> **PROVIDED PASSAGE**:
*** Begin section ***
Forty-five minutes left in Day 6; this will be a short one!
Dear Multiple Sclerosis,
Thank you for providing me with the opportunity to make changes in my lifestyle to improve my health. I was not taking care of my body and you alerted me to the fact that I was harming it. You may very well have prevented my body from experiencing future illnesses, such as cancer or heart disease. I am so happy to learn about nutrition, the human body and brain, and the immune system. My only regret is that you did not come along sooner so I could have more time teaching my children about proper nutrition before they left the nest. I can only hope they learned something they can draw from in their future years. While you have been a blessing in disguise for me, I do not wish for my children to know you or your cousins.
*** End section ***
> **TASK DESCRIPTION**: Please mark each statement yes or no according to the letter to multiple sclerosis, quoting the exact words of the letter that settle it: (a) The writer wishes the illness had come earlier. (b) The writer hopes the children will come to know the illness. (c) The writer says the illness may have kept away cancer or heart disease.

> **EXERCISE DATA**:
*** Begin section ***
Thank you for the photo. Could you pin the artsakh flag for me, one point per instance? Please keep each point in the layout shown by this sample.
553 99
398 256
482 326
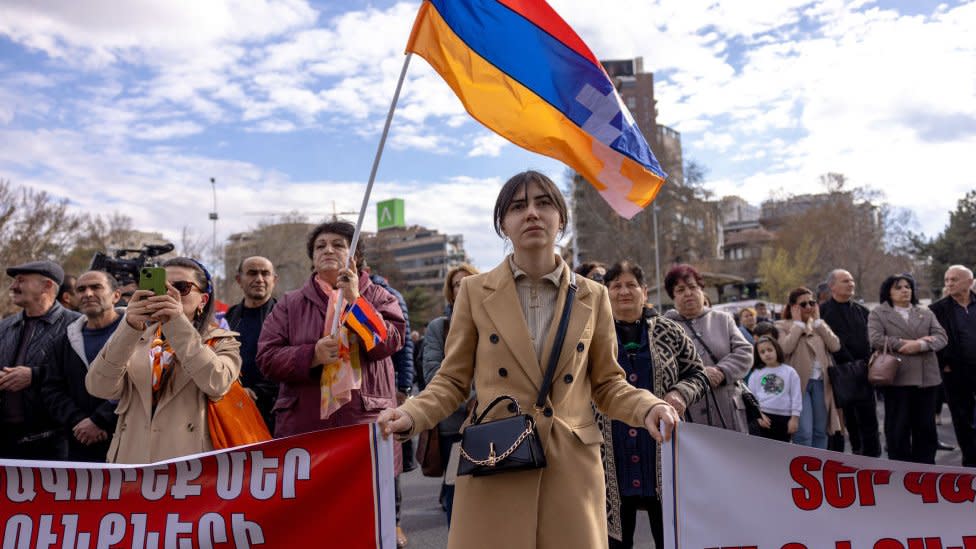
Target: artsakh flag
*** End section ***
*** Begin section ***
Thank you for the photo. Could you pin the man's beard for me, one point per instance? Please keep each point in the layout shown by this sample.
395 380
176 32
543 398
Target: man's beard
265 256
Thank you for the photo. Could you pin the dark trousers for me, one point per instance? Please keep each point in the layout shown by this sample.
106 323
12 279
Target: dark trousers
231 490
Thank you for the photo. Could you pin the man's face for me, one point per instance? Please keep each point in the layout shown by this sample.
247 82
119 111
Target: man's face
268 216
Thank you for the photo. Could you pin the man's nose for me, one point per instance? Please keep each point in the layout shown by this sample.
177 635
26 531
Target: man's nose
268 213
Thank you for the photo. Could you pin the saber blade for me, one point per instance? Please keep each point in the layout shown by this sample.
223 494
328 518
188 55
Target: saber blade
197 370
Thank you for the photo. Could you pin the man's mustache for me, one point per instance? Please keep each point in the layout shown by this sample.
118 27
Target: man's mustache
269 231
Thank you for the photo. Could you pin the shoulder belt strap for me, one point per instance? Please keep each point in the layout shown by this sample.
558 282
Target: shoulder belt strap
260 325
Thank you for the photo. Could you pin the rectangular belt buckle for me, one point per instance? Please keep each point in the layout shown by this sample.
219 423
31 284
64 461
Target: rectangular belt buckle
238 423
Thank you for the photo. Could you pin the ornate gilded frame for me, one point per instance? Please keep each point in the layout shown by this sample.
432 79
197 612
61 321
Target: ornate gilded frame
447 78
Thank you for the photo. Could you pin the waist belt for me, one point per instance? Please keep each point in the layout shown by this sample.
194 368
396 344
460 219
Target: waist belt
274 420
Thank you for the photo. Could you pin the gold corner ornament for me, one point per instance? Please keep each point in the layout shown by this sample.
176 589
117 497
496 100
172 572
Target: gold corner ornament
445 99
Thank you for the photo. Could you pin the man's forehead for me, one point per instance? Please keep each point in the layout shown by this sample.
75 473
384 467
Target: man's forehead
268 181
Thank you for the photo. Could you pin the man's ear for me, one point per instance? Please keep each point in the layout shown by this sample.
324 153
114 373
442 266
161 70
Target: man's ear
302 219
*** End section ***
> **ANSWER FOR THIS EXERCISE**:
(a) Yes: "My only regret is that you did not come along sooner"
(b) No: "I do not wish for my children to know you or your cousins."
(c) Yes: "You may very well have prevented my body from experiencing future illnesses, such as cancer or heart disease."